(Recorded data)
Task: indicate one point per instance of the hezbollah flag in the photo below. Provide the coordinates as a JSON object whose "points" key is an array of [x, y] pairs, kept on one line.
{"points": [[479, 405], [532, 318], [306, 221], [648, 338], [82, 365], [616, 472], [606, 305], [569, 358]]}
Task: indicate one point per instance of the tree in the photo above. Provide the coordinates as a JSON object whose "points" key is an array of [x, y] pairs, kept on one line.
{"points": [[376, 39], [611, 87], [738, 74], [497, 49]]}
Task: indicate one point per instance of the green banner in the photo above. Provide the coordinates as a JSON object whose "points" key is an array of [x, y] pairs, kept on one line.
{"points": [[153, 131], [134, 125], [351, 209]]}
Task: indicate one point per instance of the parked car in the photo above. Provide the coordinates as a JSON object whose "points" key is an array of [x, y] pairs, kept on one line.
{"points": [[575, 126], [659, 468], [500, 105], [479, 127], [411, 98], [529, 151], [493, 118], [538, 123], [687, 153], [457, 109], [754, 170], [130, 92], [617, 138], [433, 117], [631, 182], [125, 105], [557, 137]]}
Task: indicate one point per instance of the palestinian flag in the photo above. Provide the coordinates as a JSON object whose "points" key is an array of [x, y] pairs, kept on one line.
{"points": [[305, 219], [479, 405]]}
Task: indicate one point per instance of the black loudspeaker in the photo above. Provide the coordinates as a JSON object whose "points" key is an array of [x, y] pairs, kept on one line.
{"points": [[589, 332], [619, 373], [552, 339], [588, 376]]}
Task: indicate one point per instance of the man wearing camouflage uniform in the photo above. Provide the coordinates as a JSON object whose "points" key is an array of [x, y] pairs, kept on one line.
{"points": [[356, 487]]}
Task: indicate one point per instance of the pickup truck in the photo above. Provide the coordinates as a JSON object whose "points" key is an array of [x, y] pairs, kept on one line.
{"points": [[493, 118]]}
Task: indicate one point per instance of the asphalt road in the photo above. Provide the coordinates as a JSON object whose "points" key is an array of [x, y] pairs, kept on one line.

Task details
Format every item in the recorded data above as a numbered list, with blank lines left out.

Worked answer
1. Task: indicate one point per instance of the hezbollah flag in the photo below. Provide the coordinates as a JSON object whose "points" key is an array of [x, y] pairs, kept on one line.
2. {"points": [[479, 405], [532, 318], [306, 221], [648, 338], [82, 365], [616, 472], [606, 305], [569, 358]]}
3. Task: indicate one point per instance of the tree in the photo above. Provide the coordinates as a JSON object whose "points" key is an array of [x, y] pairs, kept on one line.
4. {"points": [[376, 39], [611, 87], [738, 74], [497, 49]]}
5. Task: indicate one point per instance of the green banner in the photo above. Provide the coordinates as a JSON object whose "points" key is an array of [x, y] pairs, kept on one line.
6. {"points": [[153, 131], [134, 125], [351, 209]]}
7. Task: indicate one point per instance of the parked car in the photo above. Provide the coordinates as a JSON object whose "points" key is an array of [x, y] pairs, kept on one line.
8. {"points": [[575, 126], [659, 468], [500, 105], [479, 127], [411, 98], [529, 151], [493, 118], [538, 123], [687, 153], [457, 109], [754, 170], [130, 92], [617, 138], [433, 117], [631, 182], [125, 105], [557, 137]]}
9. Task: indicate one point per instance of the palestinian flag in the photo above. Provide the coordinates as a JSON object whose "points" key is an array of [x, y] pairs, kept on one line.
10. {"points": [[305, 219], [479, 405]]}
11. Task: indicate one point per instance of the black loudspeaker in the photo above. Provide the coordinates as a JSON object whose "points" key is an array of [x, y] pairs, kept on one line.
12. {"points": [[589, 332], [619, 373], [552, 339], [588, 376]]}
13. Task: indicate one point per instance of the man wearing camouflage uniform in the photo above. Provide the coordinates as a JSON object whose "points" key is an array of [x, y] pairs, kept on one line.
14. {"points": [[356, 487]]}
15. Task: indicate one point per instance of the pickup truck in the photo above. Provide the coordinates as a JSON object whose "points" key is an array of [x, y] pairs, kept on one line.
16. {"points": [[493, 118]]}
17. Task: indicate one point per instance of the asphalt road in the photo above. Provide the coordinates as a JSON object whose "points" key is an array of [x, y] pairs, kept on one line.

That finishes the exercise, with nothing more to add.